* Source document:
__________________________________________________

Segolene Royal's website has
a section on participative democracy which a French friend of mine
was kind enough to translate into English.
From the translation;
Participatory democracy is about considering that each of you has in him a form of energy, expertise, knowledge of his life, of what he is, of what he wants for his family, his children.
There's a profound democratic crisis in France. The French consider that their government doesn't care enough about what they think, what they live, what they feel. The French aren't disinterested in public affairs: on the contrary, they have a thirst for efficient politics built in partnership with them. To be able to act justly, it is necessary to use the expert capacity of citizens and to associate them more directly when decisions concerning them are formulated, both at the national and the regional scale. The mobilisation of this collective intelligence gives real results. By contrast, the arrogance and autism of government doesn't work.
As minister, I've often been baffled by how many measures and procedures, sometimes with the best of intentions, but concocted in narrow circles, have ended up completely different from what they were intended for, simply because those most concerned haven't been associated in the process.
More informed, less inclined to delegate, with stronger allegiances, citizens want to forge their own opinions and want to be more closely tied into the decisions that concern them, however with the condition that it won't be a waste of time. Most importantly, they don't accept any more that the offer of services takes so often so little into account their own needs and aspirations.
I think that there is a direct link between the quality of the democratic functioning in a country, and the efficiency of political action, that citizens have matured long ago and that they want to participate in the decisions that concern them.
For my part, I call participative democracy the effective possibility, for citizens, to orient directly the choices, including financial choices, and the public action. Whatever the form - participative budgets, scandinavian style consensus conferences, citizen juries, referenda - this requires a recognition in the expert capacity of citizens: not only in their experience, but also in their power to really influence the decisions that concern them.
James Madison argued in the Federalist Papers that a republic which contained representative democracy was best able to scale because of its representative nature. This stopped the complete paralysis of true democracy while avoiding the arbitrariness and alienation from autocracy.
Madison also lived in a time when much of the population was disenfranchised and there was distinct inequality in education. Today there is not much difference between the education of the Prime Minister of Australia and the average citizen. This is due to the democratisation of education.
Political parties or the gathering of factions and special interests are inevitable in a political system - especially when the modern state carries so much economic power through revenues, taxation and legislation.
But the political parties are minorities of absolute minorities anyway - despite the appearance of mainstream acceptance by elections and the discussions of the political media.
This leads to governments acting politically rather than for the common weal. An example of this is the American Congress between 2002 and 2006 which ran amok in spending. By comparison Australia in the same period has been far more measured in its budgets and actually paying off Australia's debt.
Another positive issue with direct participation of citizens was discovered in the
Citizen's Assembly for Electoral Reform in British Columbia. Here it was found that voters trusted the referendum put forward more than if politicians had done so. There is higher trust in citizen bodies than political ones.

__________________________________________________

* Material:
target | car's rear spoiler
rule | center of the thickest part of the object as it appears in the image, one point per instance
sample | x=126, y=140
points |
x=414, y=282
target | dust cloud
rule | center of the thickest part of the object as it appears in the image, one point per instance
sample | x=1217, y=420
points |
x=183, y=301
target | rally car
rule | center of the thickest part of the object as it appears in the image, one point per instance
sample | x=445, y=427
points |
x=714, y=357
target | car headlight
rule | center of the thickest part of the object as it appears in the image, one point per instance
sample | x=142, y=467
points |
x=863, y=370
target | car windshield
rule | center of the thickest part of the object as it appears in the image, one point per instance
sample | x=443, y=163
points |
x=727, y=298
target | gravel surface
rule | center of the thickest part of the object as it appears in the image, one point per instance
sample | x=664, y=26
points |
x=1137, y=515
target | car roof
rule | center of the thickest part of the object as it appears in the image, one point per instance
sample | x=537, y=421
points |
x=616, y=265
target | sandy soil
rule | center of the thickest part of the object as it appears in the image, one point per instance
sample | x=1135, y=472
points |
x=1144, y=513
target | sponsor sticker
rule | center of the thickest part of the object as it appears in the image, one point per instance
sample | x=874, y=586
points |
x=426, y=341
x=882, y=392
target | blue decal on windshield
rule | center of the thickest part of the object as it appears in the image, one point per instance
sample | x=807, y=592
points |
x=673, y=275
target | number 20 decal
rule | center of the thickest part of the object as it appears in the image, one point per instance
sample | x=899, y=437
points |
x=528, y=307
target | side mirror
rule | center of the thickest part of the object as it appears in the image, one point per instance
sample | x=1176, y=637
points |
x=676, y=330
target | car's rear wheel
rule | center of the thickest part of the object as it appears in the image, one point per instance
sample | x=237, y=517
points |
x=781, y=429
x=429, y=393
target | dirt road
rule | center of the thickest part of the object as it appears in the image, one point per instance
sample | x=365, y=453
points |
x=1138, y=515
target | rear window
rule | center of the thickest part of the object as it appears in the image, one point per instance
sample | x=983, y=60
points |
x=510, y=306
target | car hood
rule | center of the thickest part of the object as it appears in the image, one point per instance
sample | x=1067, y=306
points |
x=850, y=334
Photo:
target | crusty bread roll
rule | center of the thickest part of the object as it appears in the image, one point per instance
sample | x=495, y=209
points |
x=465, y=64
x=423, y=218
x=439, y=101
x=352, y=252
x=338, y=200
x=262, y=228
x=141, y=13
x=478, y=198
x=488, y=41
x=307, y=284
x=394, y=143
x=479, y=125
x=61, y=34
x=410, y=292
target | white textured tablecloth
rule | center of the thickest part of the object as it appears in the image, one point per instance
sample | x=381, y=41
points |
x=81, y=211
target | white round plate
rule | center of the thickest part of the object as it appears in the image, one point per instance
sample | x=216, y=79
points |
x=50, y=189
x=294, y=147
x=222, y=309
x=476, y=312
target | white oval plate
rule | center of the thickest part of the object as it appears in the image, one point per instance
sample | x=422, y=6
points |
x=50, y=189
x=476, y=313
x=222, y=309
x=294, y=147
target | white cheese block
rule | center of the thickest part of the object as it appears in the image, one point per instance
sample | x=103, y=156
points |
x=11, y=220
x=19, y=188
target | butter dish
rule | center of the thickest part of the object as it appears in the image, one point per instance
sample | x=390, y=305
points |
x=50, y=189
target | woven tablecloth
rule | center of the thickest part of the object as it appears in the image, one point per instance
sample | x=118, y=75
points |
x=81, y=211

__________________________________________________

* Parts of the exercise:
1. Decide whether each statement agrees with the post on participative democracy, answering yes or no and quoting the words of the post that settle it: (a) A French friend translated the website section into English. (b) Australia's budgets between 2002 and 2006 were less measured than the spending of the American Congress. (c) In British Columbia, voters trusted the referendum more than if politicians had put it forward.
2. Using the post on participative democracy, answer each question:
(a) In which work did James Madison argue for a republic with representative democracy?
(b) What four forms of participative democracy are named?
(c) To what is the small difference in education between the Prime Minister of Australia and the average citizen attributed?
The items have no connection to the post on participative democracy.

* Results for the exercise:
1.
(a) Yes: "a French friend of mine was kind enough to translate into English."
(b) No: "By comparison Australia in the same period has been far more measured in its budgets and actually paying off Australia's debt."
(c) Yes: "voters trusted the referendum put forward more than if politicians had done so."

2.
(a) The Federalist Papers.
(b) Participative budgets, Scandinavian-style consensus conferences, citizen juries and referenda.
(c) The democratisation of education.